Take the line with "Where can you see the rock formation" and every line after it in the data. Transcribe them exactly, through the last.

'''

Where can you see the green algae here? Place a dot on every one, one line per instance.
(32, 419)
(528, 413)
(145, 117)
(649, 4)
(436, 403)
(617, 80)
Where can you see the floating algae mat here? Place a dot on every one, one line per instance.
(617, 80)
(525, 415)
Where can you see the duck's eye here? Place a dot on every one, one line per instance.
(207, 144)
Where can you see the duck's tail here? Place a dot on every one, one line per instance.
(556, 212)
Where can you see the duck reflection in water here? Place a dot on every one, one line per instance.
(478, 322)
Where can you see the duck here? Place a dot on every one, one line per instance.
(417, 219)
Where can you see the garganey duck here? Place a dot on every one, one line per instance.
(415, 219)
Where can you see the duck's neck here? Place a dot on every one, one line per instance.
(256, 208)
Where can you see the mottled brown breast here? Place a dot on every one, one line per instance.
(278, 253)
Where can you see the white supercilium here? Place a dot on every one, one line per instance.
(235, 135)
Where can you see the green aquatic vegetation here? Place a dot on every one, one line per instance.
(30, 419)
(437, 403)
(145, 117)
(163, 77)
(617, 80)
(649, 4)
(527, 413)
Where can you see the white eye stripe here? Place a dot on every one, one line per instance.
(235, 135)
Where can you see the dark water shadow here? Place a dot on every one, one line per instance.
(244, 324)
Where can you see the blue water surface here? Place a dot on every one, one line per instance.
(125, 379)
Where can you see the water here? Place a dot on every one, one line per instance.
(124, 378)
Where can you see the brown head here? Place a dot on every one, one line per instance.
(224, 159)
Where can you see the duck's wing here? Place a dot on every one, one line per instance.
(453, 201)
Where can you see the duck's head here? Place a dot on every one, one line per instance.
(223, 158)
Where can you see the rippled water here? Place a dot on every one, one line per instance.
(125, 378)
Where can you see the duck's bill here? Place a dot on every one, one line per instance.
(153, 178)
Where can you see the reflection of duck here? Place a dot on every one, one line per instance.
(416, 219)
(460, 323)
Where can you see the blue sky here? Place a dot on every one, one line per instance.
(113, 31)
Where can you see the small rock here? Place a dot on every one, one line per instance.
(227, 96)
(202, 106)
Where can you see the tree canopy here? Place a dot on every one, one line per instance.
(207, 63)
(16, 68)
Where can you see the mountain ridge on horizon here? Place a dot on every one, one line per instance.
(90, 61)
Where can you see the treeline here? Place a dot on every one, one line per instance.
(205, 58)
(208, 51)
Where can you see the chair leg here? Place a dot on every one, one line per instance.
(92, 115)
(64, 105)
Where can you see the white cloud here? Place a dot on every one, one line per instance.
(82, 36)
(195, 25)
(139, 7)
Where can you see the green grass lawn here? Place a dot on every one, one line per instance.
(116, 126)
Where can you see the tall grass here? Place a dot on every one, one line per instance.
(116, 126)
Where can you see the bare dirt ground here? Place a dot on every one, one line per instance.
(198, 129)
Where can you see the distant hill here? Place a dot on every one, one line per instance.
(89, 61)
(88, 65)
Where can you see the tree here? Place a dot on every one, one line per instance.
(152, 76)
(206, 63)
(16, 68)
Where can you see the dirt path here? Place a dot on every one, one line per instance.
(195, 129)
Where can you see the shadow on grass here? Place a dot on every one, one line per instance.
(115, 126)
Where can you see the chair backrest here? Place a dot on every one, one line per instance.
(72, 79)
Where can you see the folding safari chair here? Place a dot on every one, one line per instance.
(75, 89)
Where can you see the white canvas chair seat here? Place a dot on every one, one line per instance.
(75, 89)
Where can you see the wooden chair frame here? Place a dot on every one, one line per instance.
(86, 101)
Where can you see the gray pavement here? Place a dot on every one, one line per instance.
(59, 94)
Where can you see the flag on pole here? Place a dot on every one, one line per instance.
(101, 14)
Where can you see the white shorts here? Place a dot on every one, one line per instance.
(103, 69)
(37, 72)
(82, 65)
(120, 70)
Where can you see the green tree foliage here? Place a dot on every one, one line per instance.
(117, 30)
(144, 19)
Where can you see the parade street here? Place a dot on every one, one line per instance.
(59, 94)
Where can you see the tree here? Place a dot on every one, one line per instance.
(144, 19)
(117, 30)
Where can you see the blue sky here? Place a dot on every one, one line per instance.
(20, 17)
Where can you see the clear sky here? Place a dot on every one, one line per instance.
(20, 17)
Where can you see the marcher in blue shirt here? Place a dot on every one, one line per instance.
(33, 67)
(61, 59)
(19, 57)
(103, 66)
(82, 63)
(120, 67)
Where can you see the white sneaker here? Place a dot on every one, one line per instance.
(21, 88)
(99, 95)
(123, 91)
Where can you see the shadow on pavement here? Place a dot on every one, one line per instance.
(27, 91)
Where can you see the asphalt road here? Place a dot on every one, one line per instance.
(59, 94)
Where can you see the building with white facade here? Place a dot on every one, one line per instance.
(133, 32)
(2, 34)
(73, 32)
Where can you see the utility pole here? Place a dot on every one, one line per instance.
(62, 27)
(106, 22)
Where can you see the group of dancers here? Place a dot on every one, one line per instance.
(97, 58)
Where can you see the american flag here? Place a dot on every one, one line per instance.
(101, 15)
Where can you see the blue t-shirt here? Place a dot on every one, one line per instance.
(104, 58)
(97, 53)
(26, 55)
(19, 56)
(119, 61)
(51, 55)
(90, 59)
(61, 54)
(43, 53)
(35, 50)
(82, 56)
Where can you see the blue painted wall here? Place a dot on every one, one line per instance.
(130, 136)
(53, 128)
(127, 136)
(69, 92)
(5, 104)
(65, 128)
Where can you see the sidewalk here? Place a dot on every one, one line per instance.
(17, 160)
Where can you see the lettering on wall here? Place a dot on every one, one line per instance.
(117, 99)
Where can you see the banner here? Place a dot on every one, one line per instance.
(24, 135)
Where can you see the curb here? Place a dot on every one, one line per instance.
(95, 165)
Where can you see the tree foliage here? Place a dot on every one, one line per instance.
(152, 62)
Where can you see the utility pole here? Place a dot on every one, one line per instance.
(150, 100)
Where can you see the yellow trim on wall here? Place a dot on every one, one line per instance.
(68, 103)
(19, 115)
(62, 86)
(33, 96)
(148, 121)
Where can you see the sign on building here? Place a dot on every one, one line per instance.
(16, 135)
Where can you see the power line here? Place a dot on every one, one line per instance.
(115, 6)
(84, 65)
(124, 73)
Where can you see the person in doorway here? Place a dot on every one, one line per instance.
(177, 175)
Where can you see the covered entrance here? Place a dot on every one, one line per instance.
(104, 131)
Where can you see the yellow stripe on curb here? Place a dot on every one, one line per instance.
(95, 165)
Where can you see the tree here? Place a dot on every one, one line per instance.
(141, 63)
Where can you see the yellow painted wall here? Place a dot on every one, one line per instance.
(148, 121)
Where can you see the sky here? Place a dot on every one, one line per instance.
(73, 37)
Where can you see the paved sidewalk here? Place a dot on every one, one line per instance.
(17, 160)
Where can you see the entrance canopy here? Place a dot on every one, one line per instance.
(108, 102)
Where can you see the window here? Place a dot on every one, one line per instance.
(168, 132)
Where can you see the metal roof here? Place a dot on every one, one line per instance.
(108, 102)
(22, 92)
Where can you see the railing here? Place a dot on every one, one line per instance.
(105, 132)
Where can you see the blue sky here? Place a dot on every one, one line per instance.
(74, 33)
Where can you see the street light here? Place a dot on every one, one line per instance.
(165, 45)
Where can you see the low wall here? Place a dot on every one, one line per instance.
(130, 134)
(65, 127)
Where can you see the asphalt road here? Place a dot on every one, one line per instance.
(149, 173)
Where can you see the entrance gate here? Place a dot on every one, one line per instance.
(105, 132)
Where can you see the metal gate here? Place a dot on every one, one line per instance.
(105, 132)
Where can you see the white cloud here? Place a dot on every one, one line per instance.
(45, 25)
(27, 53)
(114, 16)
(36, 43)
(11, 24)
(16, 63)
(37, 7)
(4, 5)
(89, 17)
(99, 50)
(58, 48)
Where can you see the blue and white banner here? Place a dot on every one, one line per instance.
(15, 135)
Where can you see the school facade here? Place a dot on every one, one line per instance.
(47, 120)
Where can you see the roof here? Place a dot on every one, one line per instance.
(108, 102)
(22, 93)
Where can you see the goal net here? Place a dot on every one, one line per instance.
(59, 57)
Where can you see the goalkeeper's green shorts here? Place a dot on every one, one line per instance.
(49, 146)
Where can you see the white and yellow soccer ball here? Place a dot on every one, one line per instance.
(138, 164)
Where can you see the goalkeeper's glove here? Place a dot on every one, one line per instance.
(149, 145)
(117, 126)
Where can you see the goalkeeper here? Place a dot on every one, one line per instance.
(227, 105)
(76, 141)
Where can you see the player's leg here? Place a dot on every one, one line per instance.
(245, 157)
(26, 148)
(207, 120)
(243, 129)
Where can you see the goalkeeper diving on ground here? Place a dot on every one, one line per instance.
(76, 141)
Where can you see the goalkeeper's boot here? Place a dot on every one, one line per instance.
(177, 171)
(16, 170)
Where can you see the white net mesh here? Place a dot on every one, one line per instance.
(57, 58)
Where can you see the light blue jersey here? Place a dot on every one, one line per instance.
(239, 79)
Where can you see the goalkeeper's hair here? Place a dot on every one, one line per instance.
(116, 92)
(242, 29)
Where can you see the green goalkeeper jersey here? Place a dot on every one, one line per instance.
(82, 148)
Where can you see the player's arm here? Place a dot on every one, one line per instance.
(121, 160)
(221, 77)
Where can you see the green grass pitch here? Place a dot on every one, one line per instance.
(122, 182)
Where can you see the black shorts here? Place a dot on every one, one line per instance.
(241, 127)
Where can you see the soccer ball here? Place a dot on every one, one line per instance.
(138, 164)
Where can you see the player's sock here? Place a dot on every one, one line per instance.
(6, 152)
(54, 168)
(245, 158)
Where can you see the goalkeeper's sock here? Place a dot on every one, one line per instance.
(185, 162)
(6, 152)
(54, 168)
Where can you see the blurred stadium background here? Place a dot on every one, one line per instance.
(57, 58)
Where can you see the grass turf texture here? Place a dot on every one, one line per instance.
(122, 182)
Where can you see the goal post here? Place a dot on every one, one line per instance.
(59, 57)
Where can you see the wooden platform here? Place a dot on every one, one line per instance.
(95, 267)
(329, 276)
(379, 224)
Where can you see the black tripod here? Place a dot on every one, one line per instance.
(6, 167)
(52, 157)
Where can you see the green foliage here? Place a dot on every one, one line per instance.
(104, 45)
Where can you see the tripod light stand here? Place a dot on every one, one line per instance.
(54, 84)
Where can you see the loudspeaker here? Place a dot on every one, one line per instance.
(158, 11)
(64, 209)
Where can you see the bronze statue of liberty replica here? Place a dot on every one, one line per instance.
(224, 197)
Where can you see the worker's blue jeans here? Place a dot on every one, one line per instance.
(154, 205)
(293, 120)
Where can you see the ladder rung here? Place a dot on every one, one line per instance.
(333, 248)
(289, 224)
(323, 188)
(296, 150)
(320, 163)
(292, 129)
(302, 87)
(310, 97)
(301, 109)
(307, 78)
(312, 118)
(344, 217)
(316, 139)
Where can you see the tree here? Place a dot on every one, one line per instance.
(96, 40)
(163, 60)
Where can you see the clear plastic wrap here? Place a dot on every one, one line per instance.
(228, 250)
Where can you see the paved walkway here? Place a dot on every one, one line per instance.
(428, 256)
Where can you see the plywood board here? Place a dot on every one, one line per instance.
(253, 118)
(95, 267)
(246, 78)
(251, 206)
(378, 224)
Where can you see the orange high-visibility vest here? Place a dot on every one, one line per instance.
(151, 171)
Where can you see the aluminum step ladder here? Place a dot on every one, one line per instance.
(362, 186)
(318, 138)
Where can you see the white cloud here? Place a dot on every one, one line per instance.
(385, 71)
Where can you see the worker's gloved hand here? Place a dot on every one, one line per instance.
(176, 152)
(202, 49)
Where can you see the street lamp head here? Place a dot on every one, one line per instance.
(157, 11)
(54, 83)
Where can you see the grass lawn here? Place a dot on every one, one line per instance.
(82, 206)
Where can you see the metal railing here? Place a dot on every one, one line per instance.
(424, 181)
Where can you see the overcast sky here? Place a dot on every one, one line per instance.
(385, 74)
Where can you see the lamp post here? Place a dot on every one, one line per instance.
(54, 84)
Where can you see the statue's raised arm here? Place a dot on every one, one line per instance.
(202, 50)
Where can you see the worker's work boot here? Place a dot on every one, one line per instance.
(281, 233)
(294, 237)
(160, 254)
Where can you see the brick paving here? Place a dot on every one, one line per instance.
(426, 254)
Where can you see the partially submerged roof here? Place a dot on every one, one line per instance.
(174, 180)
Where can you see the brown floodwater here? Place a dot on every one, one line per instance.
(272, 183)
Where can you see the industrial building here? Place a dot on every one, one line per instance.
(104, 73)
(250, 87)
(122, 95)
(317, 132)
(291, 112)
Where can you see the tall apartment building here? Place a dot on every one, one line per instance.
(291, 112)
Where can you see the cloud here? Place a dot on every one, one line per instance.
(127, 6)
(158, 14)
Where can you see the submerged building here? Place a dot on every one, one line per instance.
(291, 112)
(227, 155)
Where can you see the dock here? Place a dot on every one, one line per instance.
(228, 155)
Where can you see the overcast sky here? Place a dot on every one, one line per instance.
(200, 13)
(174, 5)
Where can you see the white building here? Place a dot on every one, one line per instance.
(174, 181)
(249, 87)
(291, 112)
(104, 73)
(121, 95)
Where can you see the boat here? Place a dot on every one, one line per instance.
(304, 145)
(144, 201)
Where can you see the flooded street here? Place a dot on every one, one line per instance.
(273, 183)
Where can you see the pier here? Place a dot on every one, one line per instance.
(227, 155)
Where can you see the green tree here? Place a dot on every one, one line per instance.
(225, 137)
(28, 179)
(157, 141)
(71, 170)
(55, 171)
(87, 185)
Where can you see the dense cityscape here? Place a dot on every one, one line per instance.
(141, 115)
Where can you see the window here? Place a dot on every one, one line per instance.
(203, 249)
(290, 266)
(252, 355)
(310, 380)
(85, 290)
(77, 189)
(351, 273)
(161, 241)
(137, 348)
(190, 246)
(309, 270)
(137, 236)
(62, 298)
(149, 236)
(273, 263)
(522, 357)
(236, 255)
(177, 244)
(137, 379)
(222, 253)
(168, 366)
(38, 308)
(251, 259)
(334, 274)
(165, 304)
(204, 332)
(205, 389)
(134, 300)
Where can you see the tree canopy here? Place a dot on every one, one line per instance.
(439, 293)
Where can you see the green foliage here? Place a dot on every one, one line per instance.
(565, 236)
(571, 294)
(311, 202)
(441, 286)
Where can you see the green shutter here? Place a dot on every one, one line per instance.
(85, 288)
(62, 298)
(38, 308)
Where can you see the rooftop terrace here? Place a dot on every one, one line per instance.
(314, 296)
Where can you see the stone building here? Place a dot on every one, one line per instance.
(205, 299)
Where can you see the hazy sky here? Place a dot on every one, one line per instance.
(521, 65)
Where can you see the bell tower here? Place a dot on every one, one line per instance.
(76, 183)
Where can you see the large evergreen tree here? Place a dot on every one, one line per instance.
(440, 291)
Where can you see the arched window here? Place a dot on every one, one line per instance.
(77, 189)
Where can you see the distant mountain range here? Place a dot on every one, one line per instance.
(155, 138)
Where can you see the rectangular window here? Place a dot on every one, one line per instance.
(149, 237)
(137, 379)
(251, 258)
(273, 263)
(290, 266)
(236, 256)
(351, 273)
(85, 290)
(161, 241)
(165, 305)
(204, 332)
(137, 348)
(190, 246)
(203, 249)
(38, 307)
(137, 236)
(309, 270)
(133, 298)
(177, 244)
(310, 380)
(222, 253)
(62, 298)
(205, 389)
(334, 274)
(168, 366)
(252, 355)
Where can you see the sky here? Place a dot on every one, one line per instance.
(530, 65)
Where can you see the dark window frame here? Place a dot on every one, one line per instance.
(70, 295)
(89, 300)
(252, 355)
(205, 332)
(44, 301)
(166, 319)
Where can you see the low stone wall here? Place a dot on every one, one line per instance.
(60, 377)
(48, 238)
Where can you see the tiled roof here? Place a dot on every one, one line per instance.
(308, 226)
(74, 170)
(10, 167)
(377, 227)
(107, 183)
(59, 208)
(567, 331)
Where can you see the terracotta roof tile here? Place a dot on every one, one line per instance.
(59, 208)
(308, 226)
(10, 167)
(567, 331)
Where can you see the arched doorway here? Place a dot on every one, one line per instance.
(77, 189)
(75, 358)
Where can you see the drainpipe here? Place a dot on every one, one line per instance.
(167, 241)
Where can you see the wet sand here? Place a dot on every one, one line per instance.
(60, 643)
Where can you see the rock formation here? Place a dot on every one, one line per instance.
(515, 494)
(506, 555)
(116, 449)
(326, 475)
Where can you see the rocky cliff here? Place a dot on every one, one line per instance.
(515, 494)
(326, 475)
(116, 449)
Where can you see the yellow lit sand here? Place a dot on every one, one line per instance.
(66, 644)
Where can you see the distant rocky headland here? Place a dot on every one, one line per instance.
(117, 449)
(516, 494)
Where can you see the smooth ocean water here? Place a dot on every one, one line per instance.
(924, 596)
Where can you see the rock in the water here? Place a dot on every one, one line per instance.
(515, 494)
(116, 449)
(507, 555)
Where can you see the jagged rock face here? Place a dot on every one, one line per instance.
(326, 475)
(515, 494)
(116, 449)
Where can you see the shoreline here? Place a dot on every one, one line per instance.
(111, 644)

'''

» **FINISHED EXERCISE**:
Where can you see the rock formation here? Place a dot on every one, one line per instance.
(515, 494)
(506, 555)
(116, 449)
(326, 475)
Where can you see the rocky cliff here? Place a dot on every one, one line per instance.
(515, 494)
(326, 475)
(116, 449)
Where can you see the yellow lit sand here? Place a dot on every one, one line per instance.
(66, 644)
Where can you see the distant rocky headland here? Place a dot on every one, one line per instance.
(117, 449)
(516, 494)
Where can you see the smooth ocean water here? Place a dot on every one, one line per instance.
(924, 596)
Where can you see the rock in the water here? Place a dot on every one, one line per instance.
(515, 494)
(116, 449)
(507, 555)
Where can you see the jagged rock face here? Place a dot on every one, one line per instance.
(326, 475)
(515, 494)
(116, 449)
Where can you see the shoreline here? Place a dot on every one, one line per instance.
(111, 644)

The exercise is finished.